# PROBLEM TO SOLVE:
Lines before the one containing "the bull's hoof" are excluded; retype that line and all remaining lines of the material exactly.

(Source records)
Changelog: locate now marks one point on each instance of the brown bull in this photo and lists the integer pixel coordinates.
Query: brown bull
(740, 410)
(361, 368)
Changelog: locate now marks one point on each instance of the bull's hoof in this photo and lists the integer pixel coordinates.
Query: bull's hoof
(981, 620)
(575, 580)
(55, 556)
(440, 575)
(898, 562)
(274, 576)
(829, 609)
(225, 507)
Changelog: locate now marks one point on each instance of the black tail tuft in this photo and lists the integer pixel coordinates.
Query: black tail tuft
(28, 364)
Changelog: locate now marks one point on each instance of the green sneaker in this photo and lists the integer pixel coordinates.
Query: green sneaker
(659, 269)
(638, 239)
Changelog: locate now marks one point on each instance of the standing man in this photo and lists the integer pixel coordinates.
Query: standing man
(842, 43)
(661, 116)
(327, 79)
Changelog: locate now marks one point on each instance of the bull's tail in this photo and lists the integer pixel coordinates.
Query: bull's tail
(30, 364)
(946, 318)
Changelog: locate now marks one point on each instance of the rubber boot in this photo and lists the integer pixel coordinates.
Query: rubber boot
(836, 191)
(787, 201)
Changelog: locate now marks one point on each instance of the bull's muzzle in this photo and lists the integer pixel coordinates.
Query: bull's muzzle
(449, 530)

# THE RESPONSE:
Changelog: locate now marks one point on each instance of the bull's hoof in this photo and lists the integer pixel coordinates.
Query: bull's hoof
(981, 620)
(575, 580)
(55, 556)
(440, 575)
(898, 562)
(274, 576)
(829, 609)
(225, 507)
Changelog: locate now marks one point on each instance of the black tail tuft in this photo and lists the integer pixel coordinates.
Query: black tail tuft
(28, 364)
Changelog: locate now marks one point on each instance of the green sneaker in this photo and lists the integer pixel coordinates.
Query: green sneaker
(659, 269)
(638, 239)
Changelog: locate now marks one point on each instance of the standing man in this photo and lists the integer pixel coordinates.
Query: standing man
(842, 43)
(661, 116)
(327, 79)
Changelog: locate now marks one point on each instance of the bull's tail in this photo and lists the integer pixel coordinates.
Query: bull's tail
(30, 364)
(946, 318)
Changelog: locate now marks one point on each instance of the rubber boot in this photo and lists the integer pixel coordinates.
Query: rubber boot
(836, 191)
(787, 201)
Changelog: locate now marks one point on each instance of the bull's muzzle in this photo and lists the integer pixel coordinates.
Query: bull's muzzle
(449, 530)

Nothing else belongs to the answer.